Items from a dataset
---------------

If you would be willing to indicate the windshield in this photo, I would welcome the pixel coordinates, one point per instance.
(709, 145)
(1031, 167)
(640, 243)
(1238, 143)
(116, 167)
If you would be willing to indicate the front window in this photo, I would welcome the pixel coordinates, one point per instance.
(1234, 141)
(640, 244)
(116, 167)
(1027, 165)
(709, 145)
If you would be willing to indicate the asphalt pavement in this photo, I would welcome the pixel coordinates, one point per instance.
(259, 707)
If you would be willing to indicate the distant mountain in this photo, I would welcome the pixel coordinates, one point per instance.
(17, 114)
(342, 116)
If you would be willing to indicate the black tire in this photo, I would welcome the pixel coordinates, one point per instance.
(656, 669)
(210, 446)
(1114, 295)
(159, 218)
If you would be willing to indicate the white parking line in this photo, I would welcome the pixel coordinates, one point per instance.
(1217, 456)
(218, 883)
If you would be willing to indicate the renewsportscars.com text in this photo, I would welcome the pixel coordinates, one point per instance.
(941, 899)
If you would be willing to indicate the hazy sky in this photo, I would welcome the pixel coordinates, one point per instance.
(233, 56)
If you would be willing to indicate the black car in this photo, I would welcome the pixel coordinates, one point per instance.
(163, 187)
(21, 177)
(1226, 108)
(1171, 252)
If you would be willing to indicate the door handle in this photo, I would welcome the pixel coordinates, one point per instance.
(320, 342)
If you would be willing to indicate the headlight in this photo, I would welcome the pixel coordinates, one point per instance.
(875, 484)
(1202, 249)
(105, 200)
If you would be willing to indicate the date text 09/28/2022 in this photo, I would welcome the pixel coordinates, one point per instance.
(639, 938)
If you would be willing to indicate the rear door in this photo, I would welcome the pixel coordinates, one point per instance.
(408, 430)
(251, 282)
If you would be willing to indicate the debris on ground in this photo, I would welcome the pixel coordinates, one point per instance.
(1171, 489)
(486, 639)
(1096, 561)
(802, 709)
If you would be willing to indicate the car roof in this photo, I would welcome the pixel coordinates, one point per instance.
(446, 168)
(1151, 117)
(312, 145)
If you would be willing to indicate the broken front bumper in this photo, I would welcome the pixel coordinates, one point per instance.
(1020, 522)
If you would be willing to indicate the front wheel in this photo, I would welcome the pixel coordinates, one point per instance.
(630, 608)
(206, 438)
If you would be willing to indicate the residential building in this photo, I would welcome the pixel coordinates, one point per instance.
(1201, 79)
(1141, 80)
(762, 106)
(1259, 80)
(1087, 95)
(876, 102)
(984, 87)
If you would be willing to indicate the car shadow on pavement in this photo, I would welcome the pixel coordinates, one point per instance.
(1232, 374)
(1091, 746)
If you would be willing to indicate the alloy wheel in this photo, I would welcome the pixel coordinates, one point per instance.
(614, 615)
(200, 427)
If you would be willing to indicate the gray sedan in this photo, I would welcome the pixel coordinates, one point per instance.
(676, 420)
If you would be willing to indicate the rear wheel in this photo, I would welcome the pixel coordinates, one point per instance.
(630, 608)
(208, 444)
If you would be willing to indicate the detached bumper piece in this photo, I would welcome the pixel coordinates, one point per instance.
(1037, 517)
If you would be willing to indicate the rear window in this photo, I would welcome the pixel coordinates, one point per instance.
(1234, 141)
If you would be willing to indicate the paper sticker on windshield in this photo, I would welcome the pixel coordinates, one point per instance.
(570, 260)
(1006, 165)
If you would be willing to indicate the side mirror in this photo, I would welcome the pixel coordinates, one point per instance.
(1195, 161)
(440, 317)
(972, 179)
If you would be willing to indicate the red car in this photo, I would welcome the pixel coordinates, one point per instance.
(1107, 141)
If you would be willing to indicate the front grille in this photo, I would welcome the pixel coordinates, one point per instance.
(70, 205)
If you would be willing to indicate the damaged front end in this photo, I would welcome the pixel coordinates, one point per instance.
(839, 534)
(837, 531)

---------------

▶ [Description of the task]
Return every record, leaving each line exactly as it was given.

▶ [Solution for this problem]
If you would be willing to indicate the windshield in this photo, I would welcome the pixel coordinates, one point per instance.
(709, 145)
(1031, 167)
(640, 243)
(1238, 143)
(116, 167)
If you would be willing to indicate the front window in this photo, I would welcome the pixel coordinates, one point per instance.
(1234, 141)
(640, 244)
(116, 167)
(1027, 165)
(709, 145)
If you would be willing to indicate the asphalt pavement in this photo, I would welcome the pixel coordinates, one point per instance.
(259, 707)
If you would be willing to indicate the distant mountain in this photo, I would welcome the pixel coordinates, one point per instance.
(17, 114)
(342, 116)
If you would be willing to indicate the black tire in this photo, I would welcome the pixel coordinates, one point per instance.
(656, 669)
(210, 446)
(1114, 295)
(159, 218)
If you would be willing to indicate the white parking line in this photo, I would welcome the pixel coordinates, one point per instance.
(1217, 456)
(218, 883)
If you would be willing to indicate the renewsportscars.com text in this photo, I would welcome the pixel coordinates, one point per instance.
(941, 899)
If you would be willing to indicate the hazy sky in this photo, I would welcome the pixel coordinates, one point per instance.
(233, 56)
If you would be willing to indicate the black car in this photo, I would welcome the pixel coordinates, one point per instance.
(163, 187)
(21, 177)
(1226, 108)
(1171, 252)
If you would be willing to indicate the door handle in this photo, I would welcome the pixel coordinates, one point per instance.
(320, 342)
If you would be willing to indicate the headlight in this photo, I would welcome the pixel coordinates, one point per instance.
(875, 484)
(1202, 249)
(105, 200)
If you would be willing to indicate the date text 09/28/2022 in this photo, I would welcome the pixel coordinates, one point per instance.
(639, 938)
If you would be willing to indicate the rear door in this photo, I would welcome the pixel coordinates, one point per instance.
(408, 430)
(251, 282)
If you would be willing to indicate the debris on ground in this photo, I would welcome the pixel coordinates, one point per instance.
(1171, 489)
(486, 639)
(1096, 561)
(802, 709)
If you would be willing to indicate the car roof in this photo, I would welcome the pixel coordinates, one point per instance.
(446, 168)
(1151, 117)
(312, 145)
If you would be willing to indicate the broken front bumper in this photo, I would welcome the pixel coordinates, one point per instance.
(1020, 522)
If you would be willing to indicate the front wheel in this photo, I would welcome the pixel coordinates, one point per instance.
(630, 608)
(206, 438)
If you would be willing to indicate the residential building in this photo, I would welcome the pixel coordinates, one point per instance.
(1201, 79)
(1141, 80)
(762, 106)
(1259, 80)
(1087, 95)
(876, 102)
(984, 87)
If you would be willing to indicate the car shadow on pavement in this photo, I would welcome the pixel coordinates, one point per instance.
(1232, 374)
(1091, 746)
If you would be willing to indicate the alloy wheel in this photo, I would welcome the pixel coordinates, one point per instance.
(614, 615)
(200, 427)
If you would be willing to indicate the gray sedan in this photo, I would welcome the pixel coordinates, one point per instance.
(676, 420)
If you would be willing to indicate the rear wheel in this photo, I would welcome the pixel coordinates, one point per instance.
(630, 608)
(208, 444)
If you would be willing to indicate the detached bumper piece in this photo, I would welcome the pixel coordinates, one point per instance.
(1037, 517)
If you would be willing to indicate the rear window in this photo, I would welcome the pixel coordinates, one point per instance.
(1234, 141)
If you would be willing to indicate the paper sticker on windshield in this photo, I would welcome the pixel coordinates, one point per instance.
(570, 260)
(1006, 165)
If you would be willing to indicate the side mirror in this photo, I would welcome the pixel coordinates, one point per instance.
(1195, 161)
(440, 317)
(972, 179)
If you would be willing to indicate the red car in this photo, I would welcome the pixel coordinates, one point per instance.
(1107, 141)
If you would be willing to indicate the front grille in this photo, I would welcome the pixel coordinates, one point per instance.
(70, 205)
If you would be willing to indicate the damaged front end in this photo, I would welcome the pixel coordinates, one point per instance.
(839, 534)
(837, 531)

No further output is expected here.